Excerpts from point annotation data
+++

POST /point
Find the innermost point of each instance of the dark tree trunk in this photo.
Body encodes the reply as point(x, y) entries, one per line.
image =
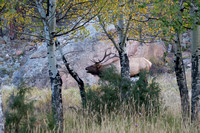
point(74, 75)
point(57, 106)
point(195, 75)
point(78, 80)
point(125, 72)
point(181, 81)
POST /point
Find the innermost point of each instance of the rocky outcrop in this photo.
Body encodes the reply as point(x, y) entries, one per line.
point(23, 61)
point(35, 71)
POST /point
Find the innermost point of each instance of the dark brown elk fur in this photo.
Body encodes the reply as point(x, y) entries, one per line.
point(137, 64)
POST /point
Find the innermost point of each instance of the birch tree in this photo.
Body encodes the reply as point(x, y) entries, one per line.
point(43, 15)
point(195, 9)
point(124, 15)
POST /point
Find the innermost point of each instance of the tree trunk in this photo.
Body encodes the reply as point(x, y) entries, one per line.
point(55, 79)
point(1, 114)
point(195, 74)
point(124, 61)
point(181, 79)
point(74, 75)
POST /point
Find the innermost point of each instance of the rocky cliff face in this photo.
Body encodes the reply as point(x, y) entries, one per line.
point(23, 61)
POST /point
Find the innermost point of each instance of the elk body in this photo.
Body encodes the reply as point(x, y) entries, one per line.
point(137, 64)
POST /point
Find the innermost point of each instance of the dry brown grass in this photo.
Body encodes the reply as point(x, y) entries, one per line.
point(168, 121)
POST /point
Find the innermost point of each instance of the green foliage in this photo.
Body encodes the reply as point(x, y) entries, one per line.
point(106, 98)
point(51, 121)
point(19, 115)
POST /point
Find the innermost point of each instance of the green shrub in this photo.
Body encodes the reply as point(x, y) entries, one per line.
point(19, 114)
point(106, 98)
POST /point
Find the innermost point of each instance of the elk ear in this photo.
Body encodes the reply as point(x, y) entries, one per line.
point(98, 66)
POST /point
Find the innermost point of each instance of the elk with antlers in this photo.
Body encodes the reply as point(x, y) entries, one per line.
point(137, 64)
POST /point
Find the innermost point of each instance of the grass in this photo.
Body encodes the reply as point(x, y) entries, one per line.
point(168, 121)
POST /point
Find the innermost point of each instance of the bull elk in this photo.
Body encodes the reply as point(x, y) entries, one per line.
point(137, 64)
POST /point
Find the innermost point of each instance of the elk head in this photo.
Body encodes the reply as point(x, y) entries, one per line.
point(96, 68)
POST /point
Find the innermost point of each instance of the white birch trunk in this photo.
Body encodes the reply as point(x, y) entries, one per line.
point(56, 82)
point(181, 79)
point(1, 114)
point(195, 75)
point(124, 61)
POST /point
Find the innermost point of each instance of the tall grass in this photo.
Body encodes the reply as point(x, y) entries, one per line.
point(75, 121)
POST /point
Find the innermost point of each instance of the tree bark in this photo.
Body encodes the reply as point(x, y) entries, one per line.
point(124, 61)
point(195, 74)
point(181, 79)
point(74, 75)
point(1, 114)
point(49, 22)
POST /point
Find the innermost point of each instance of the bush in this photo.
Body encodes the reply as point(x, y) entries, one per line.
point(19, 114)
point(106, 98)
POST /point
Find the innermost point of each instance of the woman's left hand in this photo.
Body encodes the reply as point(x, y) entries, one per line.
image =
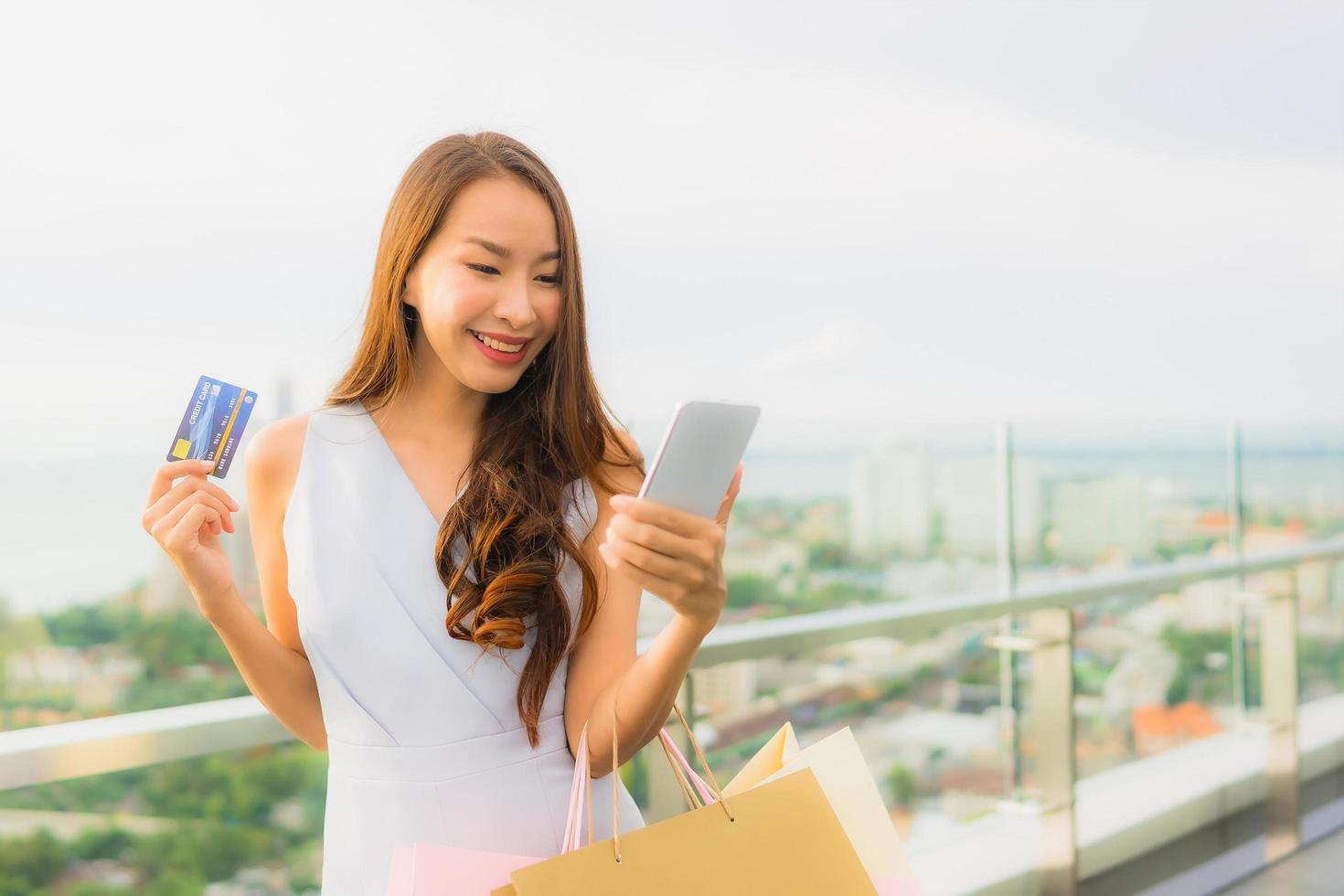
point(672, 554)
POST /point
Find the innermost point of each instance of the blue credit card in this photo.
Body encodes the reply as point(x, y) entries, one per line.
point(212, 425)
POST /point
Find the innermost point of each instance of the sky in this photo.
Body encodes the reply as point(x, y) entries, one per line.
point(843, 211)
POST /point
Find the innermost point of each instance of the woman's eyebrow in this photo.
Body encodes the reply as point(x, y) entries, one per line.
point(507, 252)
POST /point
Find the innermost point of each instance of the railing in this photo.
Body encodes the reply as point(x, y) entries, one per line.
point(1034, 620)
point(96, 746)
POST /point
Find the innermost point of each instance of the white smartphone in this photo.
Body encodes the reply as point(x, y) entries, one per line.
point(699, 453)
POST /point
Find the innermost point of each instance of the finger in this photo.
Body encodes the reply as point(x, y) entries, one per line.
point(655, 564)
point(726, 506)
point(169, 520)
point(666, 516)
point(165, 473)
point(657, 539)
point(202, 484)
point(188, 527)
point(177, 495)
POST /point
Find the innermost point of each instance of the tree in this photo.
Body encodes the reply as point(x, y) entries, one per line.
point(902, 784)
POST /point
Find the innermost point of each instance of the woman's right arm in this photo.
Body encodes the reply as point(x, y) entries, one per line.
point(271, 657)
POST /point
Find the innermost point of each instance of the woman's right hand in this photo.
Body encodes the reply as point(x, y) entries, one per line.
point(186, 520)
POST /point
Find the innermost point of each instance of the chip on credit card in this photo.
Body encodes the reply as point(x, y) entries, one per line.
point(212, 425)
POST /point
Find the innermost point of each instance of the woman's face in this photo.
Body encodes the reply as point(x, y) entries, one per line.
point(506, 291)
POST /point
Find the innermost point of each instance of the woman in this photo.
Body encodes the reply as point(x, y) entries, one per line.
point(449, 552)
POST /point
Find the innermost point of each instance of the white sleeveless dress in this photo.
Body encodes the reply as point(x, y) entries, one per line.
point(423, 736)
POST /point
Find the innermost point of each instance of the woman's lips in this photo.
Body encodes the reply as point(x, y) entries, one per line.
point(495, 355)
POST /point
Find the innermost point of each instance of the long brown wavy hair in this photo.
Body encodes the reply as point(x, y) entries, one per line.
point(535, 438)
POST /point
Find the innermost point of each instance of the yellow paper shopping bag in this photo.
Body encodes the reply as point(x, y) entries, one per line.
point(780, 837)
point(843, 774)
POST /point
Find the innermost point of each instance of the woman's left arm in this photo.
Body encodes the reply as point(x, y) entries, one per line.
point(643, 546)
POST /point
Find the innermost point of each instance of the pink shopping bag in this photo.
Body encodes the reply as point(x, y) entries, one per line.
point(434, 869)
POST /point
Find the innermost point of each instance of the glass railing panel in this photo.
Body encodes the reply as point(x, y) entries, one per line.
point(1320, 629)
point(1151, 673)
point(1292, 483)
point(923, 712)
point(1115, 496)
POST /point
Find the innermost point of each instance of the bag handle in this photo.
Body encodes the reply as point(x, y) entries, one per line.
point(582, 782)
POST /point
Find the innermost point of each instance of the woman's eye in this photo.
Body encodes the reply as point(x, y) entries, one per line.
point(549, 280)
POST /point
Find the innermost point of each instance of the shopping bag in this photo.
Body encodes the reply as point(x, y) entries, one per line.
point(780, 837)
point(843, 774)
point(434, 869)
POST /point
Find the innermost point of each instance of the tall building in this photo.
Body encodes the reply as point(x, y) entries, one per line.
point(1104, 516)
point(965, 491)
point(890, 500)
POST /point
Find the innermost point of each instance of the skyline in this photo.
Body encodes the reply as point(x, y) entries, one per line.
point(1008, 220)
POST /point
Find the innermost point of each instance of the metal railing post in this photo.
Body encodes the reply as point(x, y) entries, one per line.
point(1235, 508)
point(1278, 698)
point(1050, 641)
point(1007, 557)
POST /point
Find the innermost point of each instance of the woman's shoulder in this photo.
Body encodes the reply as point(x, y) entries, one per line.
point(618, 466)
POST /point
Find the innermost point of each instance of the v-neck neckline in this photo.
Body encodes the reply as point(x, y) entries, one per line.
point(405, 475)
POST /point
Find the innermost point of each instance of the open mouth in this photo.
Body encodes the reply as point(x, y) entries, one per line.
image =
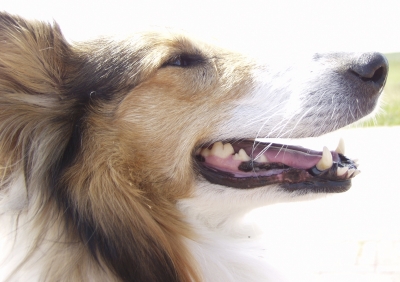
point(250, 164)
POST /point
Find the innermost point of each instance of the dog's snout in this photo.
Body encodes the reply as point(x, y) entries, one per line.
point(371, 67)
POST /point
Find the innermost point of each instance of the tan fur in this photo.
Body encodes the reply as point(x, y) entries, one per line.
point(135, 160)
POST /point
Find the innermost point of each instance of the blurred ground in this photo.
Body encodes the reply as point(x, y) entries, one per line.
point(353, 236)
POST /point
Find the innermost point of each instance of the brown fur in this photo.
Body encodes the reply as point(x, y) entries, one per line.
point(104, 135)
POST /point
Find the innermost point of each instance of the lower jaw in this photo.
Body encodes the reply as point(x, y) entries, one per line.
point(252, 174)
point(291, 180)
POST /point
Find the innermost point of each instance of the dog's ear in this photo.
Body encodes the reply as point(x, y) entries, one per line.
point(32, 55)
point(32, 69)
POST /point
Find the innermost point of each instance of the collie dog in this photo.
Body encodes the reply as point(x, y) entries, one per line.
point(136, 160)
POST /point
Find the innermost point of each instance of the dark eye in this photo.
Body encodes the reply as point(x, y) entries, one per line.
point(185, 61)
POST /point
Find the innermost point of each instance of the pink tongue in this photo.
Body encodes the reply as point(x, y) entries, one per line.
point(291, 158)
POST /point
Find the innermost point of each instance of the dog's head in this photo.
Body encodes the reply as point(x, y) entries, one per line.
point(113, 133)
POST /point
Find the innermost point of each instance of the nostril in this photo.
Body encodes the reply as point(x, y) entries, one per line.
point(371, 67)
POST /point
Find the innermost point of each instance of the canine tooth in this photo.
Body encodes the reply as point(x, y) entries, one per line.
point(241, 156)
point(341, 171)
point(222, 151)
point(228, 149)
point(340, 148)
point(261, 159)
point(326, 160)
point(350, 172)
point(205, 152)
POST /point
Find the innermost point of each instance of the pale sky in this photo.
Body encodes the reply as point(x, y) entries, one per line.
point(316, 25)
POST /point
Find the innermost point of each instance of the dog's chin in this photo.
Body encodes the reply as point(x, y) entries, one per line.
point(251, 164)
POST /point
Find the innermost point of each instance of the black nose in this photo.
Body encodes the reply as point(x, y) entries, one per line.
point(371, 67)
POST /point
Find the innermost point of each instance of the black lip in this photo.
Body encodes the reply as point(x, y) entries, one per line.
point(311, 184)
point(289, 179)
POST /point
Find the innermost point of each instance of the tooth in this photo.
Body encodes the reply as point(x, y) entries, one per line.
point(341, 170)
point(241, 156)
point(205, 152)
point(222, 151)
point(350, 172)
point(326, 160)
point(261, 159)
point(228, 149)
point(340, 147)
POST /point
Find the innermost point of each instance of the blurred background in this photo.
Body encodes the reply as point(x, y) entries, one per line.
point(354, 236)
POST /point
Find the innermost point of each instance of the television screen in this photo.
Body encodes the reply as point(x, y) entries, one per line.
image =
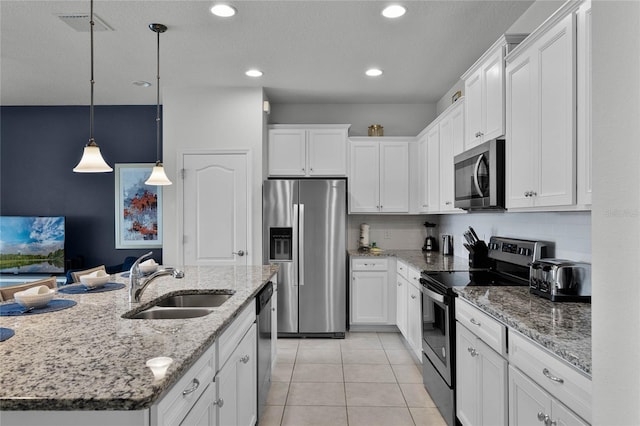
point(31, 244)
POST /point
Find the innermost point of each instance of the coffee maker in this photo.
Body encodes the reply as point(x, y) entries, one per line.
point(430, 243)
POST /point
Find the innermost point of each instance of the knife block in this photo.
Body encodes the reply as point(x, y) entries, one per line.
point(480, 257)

+++

**PROBLEM STATEMENT:** Rewrite the data from its first line up to and including the line with "point(35, 71)", replacing "innermost" with "central" and changing nothing else. Leave the pictures out of your answer.

**OUTPUT BELOW:**
POST /point
Find the central point of each instance of the dark tree trunk in this photo.
Body encodes the reply as point(x, y) entries, one per line.
image =
point(74, 75)
point(57, 106)
point(195, 75)
point(78, 80)
point(125, 72)
point(181, 81)
POST /point
Find the central point of each instance of the rocky outcrop in this photo.
Body encodes the reply as point(x, y) entries, one per line.
point(23, 61)
point(35, 71)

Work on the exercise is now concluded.